● Texto seleccionado
Desde inicios del siglo XVI, el puerto de La Habana se convirtió en sitio privilegiado para el comercio en el espacio atlántico moderno. En 1532, lo describieron como “un muy buen puerto, donde muchos barcos de Castilla y Yucatán vienen cada año y desembarcan mercancía y comercian” (De la Fuente y García del Pino, 2008, p. 4). No obstante, desde sus inicios, la realidad del enclave en el tráfico mercantil y la creación de riquezas atraerían en la misma medida el interés de corsarios y piratas que desde 1537 comenzarían sus acciones sobre la bahía habanera (Marrero, 1975a). Como respuesta ante las demandas de sus autoridades y vecinos, desde 1540, la Corona ordenaría la construcción de la primera fortaleza en el litoral costero conocida luego como “fortaleza vieja”, en un primer intento de velar y salvaguardar la entrada de su puerto, junto con una escasa guarnición que apenas llegaba a unos cientos.

Registros de anotación por puntos

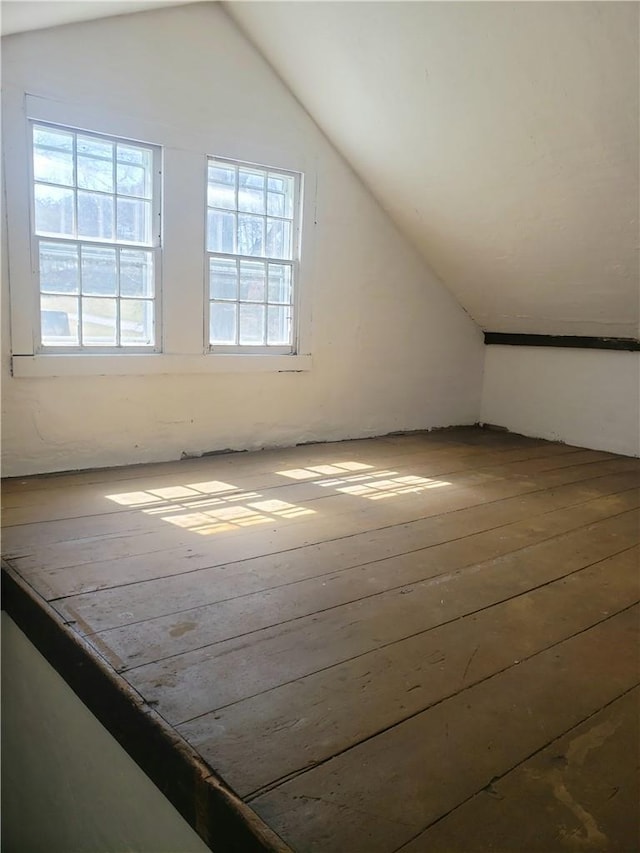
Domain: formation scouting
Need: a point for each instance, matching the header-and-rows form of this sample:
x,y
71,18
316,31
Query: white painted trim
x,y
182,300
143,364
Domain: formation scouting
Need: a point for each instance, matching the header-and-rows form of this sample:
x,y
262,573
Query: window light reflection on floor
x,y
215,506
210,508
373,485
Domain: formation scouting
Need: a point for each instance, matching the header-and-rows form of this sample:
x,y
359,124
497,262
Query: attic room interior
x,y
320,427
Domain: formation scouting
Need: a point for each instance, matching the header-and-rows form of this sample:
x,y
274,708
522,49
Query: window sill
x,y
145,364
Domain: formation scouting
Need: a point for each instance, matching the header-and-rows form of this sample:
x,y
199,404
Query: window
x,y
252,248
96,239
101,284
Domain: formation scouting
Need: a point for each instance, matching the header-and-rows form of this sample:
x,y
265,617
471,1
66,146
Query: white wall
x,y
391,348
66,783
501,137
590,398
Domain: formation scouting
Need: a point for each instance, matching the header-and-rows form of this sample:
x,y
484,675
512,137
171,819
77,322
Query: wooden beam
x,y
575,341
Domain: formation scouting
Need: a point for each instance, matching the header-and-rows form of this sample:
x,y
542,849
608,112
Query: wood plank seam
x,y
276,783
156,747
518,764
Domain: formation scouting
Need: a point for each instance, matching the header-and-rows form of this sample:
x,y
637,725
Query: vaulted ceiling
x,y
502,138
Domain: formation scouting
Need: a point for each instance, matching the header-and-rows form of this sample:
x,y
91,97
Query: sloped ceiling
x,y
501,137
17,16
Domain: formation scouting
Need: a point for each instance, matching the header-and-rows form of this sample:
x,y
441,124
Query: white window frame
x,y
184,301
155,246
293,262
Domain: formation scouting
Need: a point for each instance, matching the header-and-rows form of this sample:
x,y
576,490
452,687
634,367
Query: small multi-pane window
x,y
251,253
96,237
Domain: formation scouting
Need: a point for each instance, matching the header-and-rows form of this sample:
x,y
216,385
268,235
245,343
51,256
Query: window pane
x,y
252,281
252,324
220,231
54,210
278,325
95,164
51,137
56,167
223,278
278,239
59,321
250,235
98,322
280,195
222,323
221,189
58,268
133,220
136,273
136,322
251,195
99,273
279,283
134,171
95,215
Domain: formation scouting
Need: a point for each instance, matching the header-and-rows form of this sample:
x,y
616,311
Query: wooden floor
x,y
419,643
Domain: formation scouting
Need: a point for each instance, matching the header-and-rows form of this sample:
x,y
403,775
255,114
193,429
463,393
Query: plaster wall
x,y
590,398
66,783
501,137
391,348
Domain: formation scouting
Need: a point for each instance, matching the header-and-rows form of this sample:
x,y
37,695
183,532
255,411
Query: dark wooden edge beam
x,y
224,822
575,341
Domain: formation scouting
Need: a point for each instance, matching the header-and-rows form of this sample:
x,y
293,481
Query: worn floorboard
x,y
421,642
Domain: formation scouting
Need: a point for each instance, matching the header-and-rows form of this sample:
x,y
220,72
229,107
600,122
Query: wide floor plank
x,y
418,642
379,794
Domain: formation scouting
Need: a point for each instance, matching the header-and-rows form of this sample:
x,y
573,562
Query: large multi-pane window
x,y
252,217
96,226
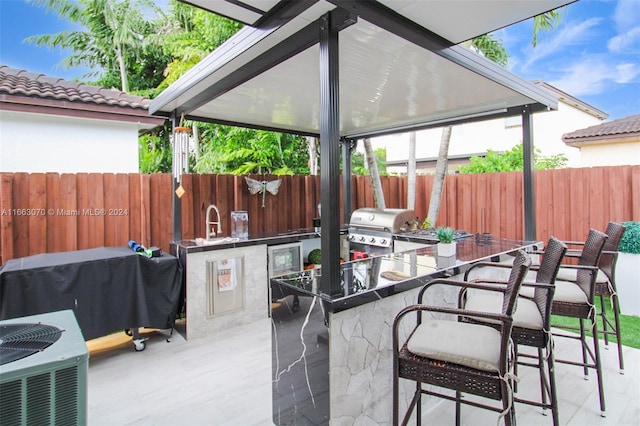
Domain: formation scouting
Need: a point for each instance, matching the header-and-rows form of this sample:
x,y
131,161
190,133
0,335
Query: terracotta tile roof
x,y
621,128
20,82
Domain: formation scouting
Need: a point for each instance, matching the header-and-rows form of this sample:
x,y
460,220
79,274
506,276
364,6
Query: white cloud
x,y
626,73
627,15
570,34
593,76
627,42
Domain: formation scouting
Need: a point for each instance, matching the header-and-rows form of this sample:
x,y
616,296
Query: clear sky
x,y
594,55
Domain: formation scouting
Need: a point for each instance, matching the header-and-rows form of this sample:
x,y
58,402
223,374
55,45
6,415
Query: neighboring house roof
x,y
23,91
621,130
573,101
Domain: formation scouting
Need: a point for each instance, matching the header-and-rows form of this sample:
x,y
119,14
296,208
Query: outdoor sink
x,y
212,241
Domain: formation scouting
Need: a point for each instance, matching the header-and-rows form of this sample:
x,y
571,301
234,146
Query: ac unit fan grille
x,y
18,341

● Objetivo 1
Según el texto sobre el puerto de La Habana, ¿desde qué año comenzaron los corsarios y piratas sus acciones sobre la bahía habanera?
● Objetivo 2
¿Podrías continuar el texto sobre el puerto de La Habana a partir de su última oración?
Las líneas son material independiente del texto.

● Respuesta esperada 1
Desde 1537.

● Respuesta esperada 2
Para mediados del siglo XVI, cuando se llevaron a efecto las Leyes Nuevas en el territorio cubano, se estableció la ubicación del pueblo de indios de Guanabacoa en una zona interior, al este de la bahía de La Habana, a tres leguas por tierra y una por mar. Sus terrenos pertenecientes a los antiguos sitios de Guanabacoa y Tarraco fueron los escogidos por el cabildo para ubicar la nueva localidad, según lo redactado en acta de 15 de junio de 1554:

Los dichos indios que se junten en sus sitios y hagan pueblo por que estando así juntos se podrá tener cuenta y razón con ellos para lo que ofrecen los cuales se alegrar de ellos: y para señalar el lugar y punto donde tengan el pueblo, sus mercedes nombraron y señalaron […] y por vista de ojos dichos sitios y elijan y escojan el que pareciese más conveniente y provechoso para el bien y aumento de los indios y acrecentamientos de esta villa y en la parte donde se señalare el sitio del pueblo se deje a los dichos indios conveniente para hacer sus casas y tener sus granjerías y estancias15.

Plano 2. Representación de la entrada de la bahía de La Habana (1580); obsérvese la señalización del pueblo de indios de Guanabacoa en el extremo derecho superior


Fuente: AGI, Santo Domingo, Mapas y Planos, 4.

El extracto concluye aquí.